[BLOCO DE TEXTO]
+---+
Tenho muitos amigos e amigas com quem troco impressões sobre o que acontece na seara do poder, na vida do país etc. Uma dessas pessoas é a Doutora Maria Thereza Waisberg, professora de psicologia e mestre em filosofia. Mostrei essa foto aí à Dra Maria Thereza. E ela resolveu brindar os leitores de Os Divergentes com o texto que se segue, sobre um dos temas que trouxe aflição aos brasileiros no ano de 2016: a corrupção.
Uma foto pode ser uma prova instrutiva e irrefutável. É tão evidente que não é preciso insistir nisso. Mas, ao mesmo tempo, ocorre com frequência que não se sabe bem o que ela prova. Uma fotografia, contudo, é prova viva a revelar o aspecto caricatural do cidadão brasileiro típico, que saiu às ruas, perplexo e revoltado, para manifestar a sua indignação contra a corrupção endêmica no Brasil.
Mais do que revelar a fantasia de que a justiça há de prevalecer prendendo enfim os responsáveis, Orlando Brito, a exemplo, conseguiu também captar a aura de ironia do momento histórico do ano de 2016, que enfim passou. E passou marcado por sucessivos escândalos das delações premiadas, em que o homens públicos indignos e sem caráter ainda estão com as mãos manchadas pelo dinheiro roubado.
Porém não se deve acreditar demais no que se vê. Uma foto não passa de uma superfície. Não tem profundidade, mas uma densidade fantástica. A foto do homem comum, que protesta e ri como se estivesse fantasiado para o carnaval, esconde outra, atrás dela, sob ela, em torno dela. Questão de tela. Palimpsesto.
+---+
[REQUISITOS DAS TAREFAS]
[A] Segundo o bloco de texto, qual é a formação da Doutora Maria Thereza Waisberg?
[B] Diga se cada afirmação concorda com o bloco de texto e cite as palavras dele que decidem: (i) a foto não tem profundidade; (ii) o ano de 2016 ainda não havia terminado; (iii) foi a Dra. Maria Thereza quem mostrou a foto a quem escreve a introdução.
+---+
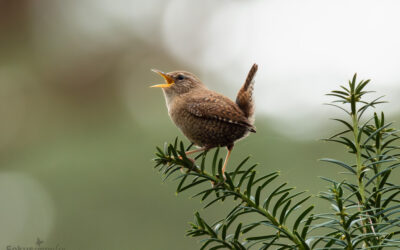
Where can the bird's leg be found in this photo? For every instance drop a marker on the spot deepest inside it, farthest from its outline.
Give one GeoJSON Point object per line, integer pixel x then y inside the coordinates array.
{"type": "Point", "coordinates": [230, 148]}
{"type": "Point", "coordinates": [195, 150]}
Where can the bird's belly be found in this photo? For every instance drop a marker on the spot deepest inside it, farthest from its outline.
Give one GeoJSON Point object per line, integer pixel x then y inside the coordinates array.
{"type": "Point", "coordinates": [208, 132]}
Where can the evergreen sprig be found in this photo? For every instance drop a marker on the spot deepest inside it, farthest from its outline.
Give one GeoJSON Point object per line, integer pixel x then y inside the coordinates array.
{"type": "Point", "coordinates": [365, 207]}
{"type": "Point", "coordinates": [366, 210]}
{"type": "Point", "coordinates": [252, 194]}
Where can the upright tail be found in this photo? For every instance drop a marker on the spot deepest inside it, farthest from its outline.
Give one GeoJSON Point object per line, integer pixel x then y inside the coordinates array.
{"type": "Point", "coordinates": [244, 98]}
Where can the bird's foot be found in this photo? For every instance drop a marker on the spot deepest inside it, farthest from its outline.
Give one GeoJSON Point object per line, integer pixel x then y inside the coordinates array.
{"type": "Point", "coordinates": [186, 170]}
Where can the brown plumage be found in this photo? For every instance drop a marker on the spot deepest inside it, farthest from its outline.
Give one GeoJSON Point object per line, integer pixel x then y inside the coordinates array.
{"type": "Point", "coordinates": [206, 118]}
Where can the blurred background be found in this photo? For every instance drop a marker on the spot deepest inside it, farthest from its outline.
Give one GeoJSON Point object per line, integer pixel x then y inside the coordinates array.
{"type": "Point", "coordinates": [79, 123]}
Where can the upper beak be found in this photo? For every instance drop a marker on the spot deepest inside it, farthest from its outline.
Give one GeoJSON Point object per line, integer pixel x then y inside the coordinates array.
{"type": "Point", "coordinates": [168, 80]}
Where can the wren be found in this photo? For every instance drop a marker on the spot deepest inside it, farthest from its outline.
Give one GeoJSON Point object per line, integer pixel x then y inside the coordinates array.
{"type": "Point", "coordinates": [208, 119]}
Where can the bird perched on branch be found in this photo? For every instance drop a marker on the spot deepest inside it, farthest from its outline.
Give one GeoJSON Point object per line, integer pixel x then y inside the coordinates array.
{"type": "Point", "coordinates": [206, 118]}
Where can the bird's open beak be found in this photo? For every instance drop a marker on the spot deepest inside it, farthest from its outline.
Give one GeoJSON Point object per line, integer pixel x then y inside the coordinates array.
{"type": "Point", "coordinates": [168, 80]}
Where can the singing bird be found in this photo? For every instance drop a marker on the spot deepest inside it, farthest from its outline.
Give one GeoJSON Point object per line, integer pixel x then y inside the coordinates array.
{"type": "Point", "coordinates": [208, 119]}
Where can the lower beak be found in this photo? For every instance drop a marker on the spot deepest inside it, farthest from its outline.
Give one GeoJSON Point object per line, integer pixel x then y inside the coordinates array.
{"type": "Point", "coordinates": [168, 80]}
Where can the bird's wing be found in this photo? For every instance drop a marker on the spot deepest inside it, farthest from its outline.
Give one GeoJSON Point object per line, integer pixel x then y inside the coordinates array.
{"type": "Point", "coordinates": [217, 107]}
{"type": "Point", "coordinates": [244, 97]}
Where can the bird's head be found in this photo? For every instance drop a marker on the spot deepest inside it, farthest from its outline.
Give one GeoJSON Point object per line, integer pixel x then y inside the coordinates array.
{"type": "Point", "coordinates": [178, 82]}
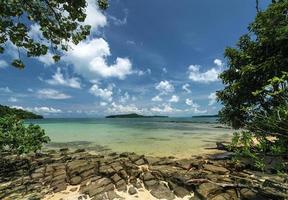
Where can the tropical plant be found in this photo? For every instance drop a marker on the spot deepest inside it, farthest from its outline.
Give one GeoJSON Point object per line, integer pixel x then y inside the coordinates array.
{"type": "Point", "coordinates": [60, 22]}
{"type": "Point", "coordinates": [16, 137]}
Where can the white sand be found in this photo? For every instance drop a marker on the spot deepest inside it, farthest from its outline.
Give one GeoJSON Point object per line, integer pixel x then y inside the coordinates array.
{"type": "Point", "coordinates": [143, 194]}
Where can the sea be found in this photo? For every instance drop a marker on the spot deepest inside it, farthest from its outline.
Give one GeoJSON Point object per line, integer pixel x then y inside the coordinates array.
{"type": "Point", "coordinates": [178, 137]}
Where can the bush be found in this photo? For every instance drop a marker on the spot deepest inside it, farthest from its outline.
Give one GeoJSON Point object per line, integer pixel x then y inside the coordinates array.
{"type": "Point", "coordinates": [17, 138]}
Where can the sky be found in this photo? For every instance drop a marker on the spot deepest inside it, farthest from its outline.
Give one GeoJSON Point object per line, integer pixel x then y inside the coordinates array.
{"type": "Point", "coordinates": [148, 57]}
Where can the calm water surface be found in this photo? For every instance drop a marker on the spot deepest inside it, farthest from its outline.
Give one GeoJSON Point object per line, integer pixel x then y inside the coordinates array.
{"type": "Point", "coordinates": [179, 137]}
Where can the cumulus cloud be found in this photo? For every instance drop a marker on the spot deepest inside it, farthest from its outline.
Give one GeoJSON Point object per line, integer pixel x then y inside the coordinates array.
{"type": "Point", "coordinates": [165, 108]}
{"type": "Point", "coordinates": [40, 110]}
{"type": "Point", "coordinates": [12, 99]}
{"type": "Point", "coordinates": [218, 62]}
{"type": "Point", "coordinates": [157, 99]}
{"type": "Point", "coordinates": [164, 87]}
{"type": "Point", "coordinates": [5, 90]}
{"type": "Point", "coordinates": [186, 88]}
{"type": "Point", "coordinates": [190, 102]}
{"type": "Point", "coordinates": [52, 94]}
{"type": "Point", "coordinates": [105, 94]}
{"type": "Point", "coordinates": [208, 76]}
{"type": "Point", "coordinates": [119, 108]}
{"type": "Point", "coordinates": [3, 64]}
{"type": "Point", "coordinates": [125, 97]}
{"type": "Point", "coordinates": [174, 99]}
{"type": "Point", "coordinates": [59, 79]}
{"type": "Point", "coordinates": [212, 98]}
{"type": "Point", "coordinates": [89, 59]}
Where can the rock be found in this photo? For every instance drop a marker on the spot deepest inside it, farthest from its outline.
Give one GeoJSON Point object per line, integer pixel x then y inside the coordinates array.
{"type": "Point", "coordinates": [148, 176]}
{"type": "Point", "coordinates": [132, 191]}
{"type": "Point", "coordinates": [140, 162]}
{"type": "Point", "coordinates": [162, 192]}
{"type": "Point", "coordinates": [116, 178]}
{"type": "Point", "coordinates": [150, 184]}
{"type": "Point", "coordinates": [121, 185]}
{"type": "Point", "coordinates": [216, 169]}
{"type": "Point", "coordinates": [75, 180]}
{"type": "Point", "coordinates": [181, 192]}
{"type": "Point", "coordinates": [106, 170]}
{"type": "Point", "coordinates": [205, 189]}
{"type": "Point", "coordinates": [113, 195]}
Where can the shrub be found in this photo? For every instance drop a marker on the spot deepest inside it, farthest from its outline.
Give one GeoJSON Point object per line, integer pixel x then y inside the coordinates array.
{"type": "Point", "coordinates": [17, 138]}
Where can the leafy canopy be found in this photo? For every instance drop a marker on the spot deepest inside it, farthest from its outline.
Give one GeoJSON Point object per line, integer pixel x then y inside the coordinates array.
{"type": "Point", "coordinates": [17, 138]}
{"type": "Point", "coordinates": [257, 74]}
{"type": "Point", "coordinates": [60, 22]}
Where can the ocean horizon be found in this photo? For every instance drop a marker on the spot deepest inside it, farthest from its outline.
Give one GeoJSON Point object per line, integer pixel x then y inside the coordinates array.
{"type": "Point", "coordinates": [174, 136]}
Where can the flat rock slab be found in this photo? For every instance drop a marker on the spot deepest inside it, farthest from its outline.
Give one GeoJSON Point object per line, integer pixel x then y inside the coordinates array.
{"type": "Point", "coordinates": [206, 189]}
{"type": "Point", "coordinates": [216, 169]}
{"type": "Point", "coordinates": [162, 192]}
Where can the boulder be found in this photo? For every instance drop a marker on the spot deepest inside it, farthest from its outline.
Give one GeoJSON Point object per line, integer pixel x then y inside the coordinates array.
{"type": "Point", "coordinates": [162, 192]}
{"type": "Point", "coordinates": [206, 189]}
{"type": "Point", "coordinates": [216, 169]}
{"type": "Point", "coordinates": [132, 191]}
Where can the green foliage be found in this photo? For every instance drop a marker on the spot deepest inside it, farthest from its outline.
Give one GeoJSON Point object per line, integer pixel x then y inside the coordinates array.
{"type": "Point", "coordinates": [256, 78]}
{"type": "Point", "coordinates": [255, 96]}
{"type": "Point", "coordinates": [60, 22]}
{"type": "Point", "coordinates": [21, 114]}
{"type": "Point", "coordinates": [17, 138]}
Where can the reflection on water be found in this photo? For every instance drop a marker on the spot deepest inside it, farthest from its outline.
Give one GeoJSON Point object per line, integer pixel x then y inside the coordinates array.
{"type": "Point", "coordinates": [178, 137]}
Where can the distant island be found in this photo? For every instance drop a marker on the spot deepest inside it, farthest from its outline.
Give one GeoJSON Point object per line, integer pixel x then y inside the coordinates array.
{"type": "Point", "coordinates": [22, 114]}
{"type": "Point", "coordinates": [199, 116]}
{"type": "Point", "coordinates": [134, 115]}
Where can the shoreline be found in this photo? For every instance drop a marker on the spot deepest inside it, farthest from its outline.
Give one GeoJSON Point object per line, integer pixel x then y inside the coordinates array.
{"type": "Point", "coordinates": [128, 175]}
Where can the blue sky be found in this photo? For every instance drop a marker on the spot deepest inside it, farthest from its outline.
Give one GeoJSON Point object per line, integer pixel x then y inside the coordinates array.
{"type": "Point", "coordinates": [150, 57]}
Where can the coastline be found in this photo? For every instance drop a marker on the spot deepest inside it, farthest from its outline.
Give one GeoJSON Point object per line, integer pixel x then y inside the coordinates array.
{"type": "Point", "coordinates": [51, 175]}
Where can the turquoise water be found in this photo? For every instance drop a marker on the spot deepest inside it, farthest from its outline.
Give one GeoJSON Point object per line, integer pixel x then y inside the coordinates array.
{"type": "Point", "coordinates": [179, 137]}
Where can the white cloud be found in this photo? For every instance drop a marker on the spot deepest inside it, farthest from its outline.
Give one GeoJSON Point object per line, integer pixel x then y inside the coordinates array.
{"type": "Point", "coordinates": [157, 99]}
{"type": "Point", "coordinates": [210, 75]}
{"type": "Point", "coordinates": [164, 87]}
{"type": "Point", "coordinates": [5, 89]}
{"type": "Point", "coordinates": [103, 103]}
{"type": "Point", "coordinates": [40, 110]}
{"type": "Point", "coordinates": [89, 59]}
{"type": "Point", "coordinates": [164, 109]}
{"type": "Point", "coordinates": [51, 94]}
{"type": "Point", "coordinates": [45, 110]}
{"type": "Point", "coordinates": [190, 102]}
{"type": "Point", "coordinates": [174, 99]}
{"type": "Point", "coordinates": [125, 98]}
{"type": "Point", "coordinates": [185, 87]}
{"type": "Point", "coordinates": [212, 98]}
{"type": "Point", "coordinates": [12, 99]}
{"type": "Point", "coordinates": [118, 108]}
{"type": "Point", "coordinates": [3, 64]}
{"type": "Point", "coordinates": [95, 17]}
{"type": "Point", "coordinates": [164, 70]}
{"type": "Point", "coordinates": [218, 62]}
{"type": "Point", "coordinates": [105, 94]}
{"type": "Point", "coordinates": [58, 79]}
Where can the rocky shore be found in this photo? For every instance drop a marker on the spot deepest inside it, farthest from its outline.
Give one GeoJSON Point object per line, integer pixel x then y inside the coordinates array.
{"type": "Point", "coordinates": [96, 177]}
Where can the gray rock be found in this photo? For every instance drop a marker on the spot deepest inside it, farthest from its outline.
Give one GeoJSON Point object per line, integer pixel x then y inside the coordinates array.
{"type": "Point", "coordinates": [132, 191]}
{"type": "Point", "coordinates": [121, 185]}
{"type": "Point", "coordinates": [162, 192]}
{"type": "Point", "coordinates": [205, 189]}
{"type": "Point", "coordinates": [216, 169]}
{"type": "Point", "coordinates": [75, 180]}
+---+
[RESPOSTAS POR TAREFA]
[A] Ela é professora de psicologia e mestre em filosofia.

[B]
(i) Sim: "Não tem profundidade, mas uma densidade fantástica."
(ii) Não: "do ano de 2016, que enfim passou"
(iii) Não: "Mostrei essa foto aí à Dra Maria Thereza."